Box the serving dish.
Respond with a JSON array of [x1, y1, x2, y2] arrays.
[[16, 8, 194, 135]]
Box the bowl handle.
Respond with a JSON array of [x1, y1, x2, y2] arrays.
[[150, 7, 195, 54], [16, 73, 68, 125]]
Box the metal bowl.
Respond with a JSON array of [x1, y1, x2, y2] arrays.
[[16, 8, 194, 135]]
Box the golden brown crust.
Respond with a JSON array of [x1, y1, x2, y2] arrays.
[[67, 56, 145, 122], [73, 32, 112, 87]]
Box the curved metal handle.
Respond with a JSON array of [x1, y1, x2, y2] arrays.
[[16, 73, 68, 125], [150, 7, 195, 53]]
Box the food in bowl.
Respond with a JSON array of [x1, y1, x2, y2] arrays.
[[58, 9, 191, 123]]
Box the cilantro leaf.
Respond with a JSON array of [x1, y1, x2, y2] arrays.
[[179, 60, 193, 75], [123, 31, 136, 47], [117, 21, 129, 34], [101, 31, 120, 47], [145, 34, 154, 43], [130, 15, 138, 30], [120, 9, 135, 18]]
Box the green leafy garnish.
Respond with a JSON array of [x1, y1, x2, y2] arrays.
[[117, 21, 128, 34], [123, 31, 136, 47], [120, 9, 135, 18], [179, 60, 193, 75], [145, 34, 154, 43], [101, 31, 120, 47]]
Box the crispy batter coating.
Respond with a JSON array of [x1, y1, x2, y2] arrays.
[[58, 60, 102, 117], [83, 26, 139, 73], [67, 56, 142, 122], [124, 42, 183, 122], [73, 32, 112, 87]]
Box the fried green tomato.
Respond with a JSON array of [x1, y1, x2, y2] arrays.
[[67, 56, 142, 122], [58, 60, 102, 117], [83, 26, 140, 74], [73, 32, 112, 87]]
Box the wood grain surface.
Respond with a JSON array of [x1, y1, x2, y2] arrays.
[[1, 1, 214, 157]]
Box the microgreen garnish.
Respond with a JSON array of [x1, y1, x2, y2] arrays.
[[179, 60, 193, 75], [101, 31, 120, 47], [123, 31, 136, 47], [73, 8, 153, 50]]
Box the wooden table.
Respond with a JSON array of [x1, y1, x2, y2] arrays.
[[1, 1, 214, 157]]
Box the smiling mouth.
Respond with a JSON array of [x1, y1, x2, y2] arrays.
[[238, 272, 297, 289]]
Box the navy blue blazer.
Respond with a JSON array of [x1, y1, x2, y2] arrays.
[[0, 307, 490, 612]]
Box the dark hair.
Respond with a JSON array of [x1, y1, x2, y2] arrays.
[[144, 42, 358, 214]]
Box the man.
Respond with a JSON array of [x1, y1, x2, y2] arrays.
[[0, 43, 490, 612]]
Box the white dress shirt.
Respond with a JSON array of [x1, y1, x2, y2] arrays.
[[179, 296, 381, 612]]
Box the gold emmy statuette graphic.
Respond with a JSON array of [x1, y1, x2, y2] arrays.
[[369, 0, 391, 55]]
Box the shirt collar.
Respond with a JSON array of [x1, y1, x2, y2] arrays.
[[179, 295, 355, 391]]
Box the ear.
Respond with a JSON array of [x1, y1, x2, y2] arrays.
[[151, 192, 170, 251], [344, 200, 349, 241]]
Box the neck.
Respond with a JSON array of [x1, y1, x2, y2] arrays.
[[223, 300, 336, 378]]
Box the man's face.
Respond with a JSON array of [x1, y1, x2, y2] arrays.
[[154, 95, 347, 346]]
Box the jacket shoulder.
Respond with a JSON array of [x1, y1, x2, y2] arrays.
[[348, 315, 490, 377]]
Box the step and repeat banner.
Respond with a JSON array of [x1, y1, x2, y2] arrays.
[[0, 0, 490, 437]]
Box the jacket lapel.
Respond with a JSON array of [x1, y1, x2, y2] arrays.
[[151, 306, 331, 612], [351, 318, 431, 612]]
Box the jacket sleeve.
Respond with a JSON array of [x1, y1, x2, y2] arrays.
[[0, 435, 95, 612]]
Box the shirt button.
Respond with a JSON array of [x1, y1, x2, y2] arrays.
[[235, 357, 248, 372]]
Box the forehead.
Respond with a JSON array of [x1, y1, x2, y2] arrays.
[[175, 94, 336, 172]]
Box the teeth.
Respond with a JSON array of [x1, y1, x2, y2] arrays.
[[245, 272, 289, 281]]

——————————

> [Problem details] Copy every item above word for word, with no changes.

> [Answer to the task]
Box the serving dish.
Respond with a JSON array of [x1, y1, x2, y2] arrays.
[[16, 8, 194, 135]]
Box the bowl handle.
Respond with a JSON array of [x1, y1, x2, y2] arrays.
[[150, 7, 195, 54], [16, 73, 68, 125]]
Box the metal bowl.
Respond with a JSON array of [x1, y1, x2, y2] arrays.
[[16, 8, 194, 135]]
Box the golden brown crust.
Respond with a JSON array of [x1, y1, x2, y2] arrays.
[[67, 56, 145, 122], [73, 32, 112, 87]]
Box the curved metal handle.
Respond with a JSON array of [x1, y1, x2, y2] arrays.
[[16, 73, 68, 125], [150, 7, 195, 53]]
Box the food in bowl.
Respond with a JSON array of [x1, y1, x2, y2] arrays.
[[58, 9, 191, 123]]
Box the cilantro leaf.
Respond with a JSON array of [x1, y1, x2, y2] arrays.
[[179, 60, 193, 75], [123, 31, 136, 47], [117, 21, 129, 34], [101, 31, 120, 47], [145, 34, 154, 43], [130, 15, 138, 30], [120, 9, 135, 18]]
Box the green leafy garnish.
Respond with a JSON array of [x1, y1, x2, y2] arrays.
[[117, 21, 128, 34], [123, 31, 136, 47], [120, 9, 135, 18], [179, 60, 193, 75], [145, 34, 154, 43], [101, 31, 120, 47]]
Box the crispy batter coating.
Respond with a JSON array of [x1, y1, x2, y2] arrays.
[[58, 60, 102, 117], [83, 26, 139, 73], [67, 56, 142, 122], [124, 42, 183, 122], [73, 32, 112, 87]]
Box the fried green tomato.
Respond with a JSON array of [x1, y1, x2, y2] arrays.
[[67, 56, 142, 122], [58, 60, 102, 117], [83, 26, 140, 74], [73, 32, 112, 87]]
Box the wood grain surface.
Respond with a JSON array of [x1, y1, x2, y2] arrays.
[[1, 1, 214, 157]]
Box the microgreen garnish.
Respond with a JSON array of [x1, y1, x2, y2] arrays.
[[179, 60, 193, 75], [101, 31, 120, 47], [123, 31, 136, 47], [73, 8, 153, 50]]
Box the wooden table.
Respond with a JSON array of [x1, y1, x2, y2] arrays.
[[1, 1, 214, 157]]
Box the smiling mouth.
Respond with a JSON array of [x1, y1, x2, y2] arrays.
[[238, 272, 297, 289]]
Box the navy blue blazer.
Respond with a JSON array of [x1, y1, x2, y2] arrays.
[[0, 307, 490, 612]]
Box the dark hair.
Respond with a JSON array of [x1, y1, x2, y2] arrays.
[[144, 42, 358, 214]]
Box the man.
Respond with a JSON array of [x1, y1, x2, y2] arrays.
[[0, 43, 490, 612]]
Box the white dress shirt.
Respond with a JSON array of [x1, y1, x2, y2] arrays.
[[179, 296, 381, 612]]
Box the gold emmy statuette graphic.
Respond with a JSON array of [x1, y1, x2, y2] arrays.
[[369, 0, 391, 55]]
Box the shirt collar.
Respond with a JSON array of [x1, y1, x2, y2] arrays.
[[179, 295, 355, 391]]
Box the ear.
Respond with a JSON array of [x1, y1, x2, y2] arrays.
[[151, 192, 170, 251], [344, 200, 349, 241]]
Box the neck.
Respond with a JSON array of [x1, y1, x2, y2] arrays.
[[223, 300, 336, 378]]
Box the man's face.
Respond with a JSON array of [x1, y1, x2, y2] arrays.
[[154, 95, 347, 346]]
Box the jacket shoulder.
Respond with a JSON array of [x1, y1, x2, y2] arrays.
[[348, 315, 490, 377]]
Box the step and repeat banner.
Respond with a JSON array of [x1, y1, x2, y2] arrays.
[[0, 0, 490, 437]]
Box the jacket lapel.
Respond with a JSON array of [x1, y1, x2, y2] arrays.
[[151, 306, 331, 612], [351, 318, 431, 612]]
Box the jacket sleeve.
Respond with a JSON array of [x1, y1, x2, y2] arrays.
[[0, 435, 95, 612]]
Box the shirt button.
Respond with a JSON array of [x1, y1, x2, y2] arrays.
[[235, 357, 248, 372]]
Box the forehead.
Respond with a JSON array of [x1, y1, x2, y2] arrays.
[[175, 94, 336, 172]]
Box the teeth.
Respond with a JSON array of [x1, y1, x2, y2] arrays.
[[245, 272, 289, 281]]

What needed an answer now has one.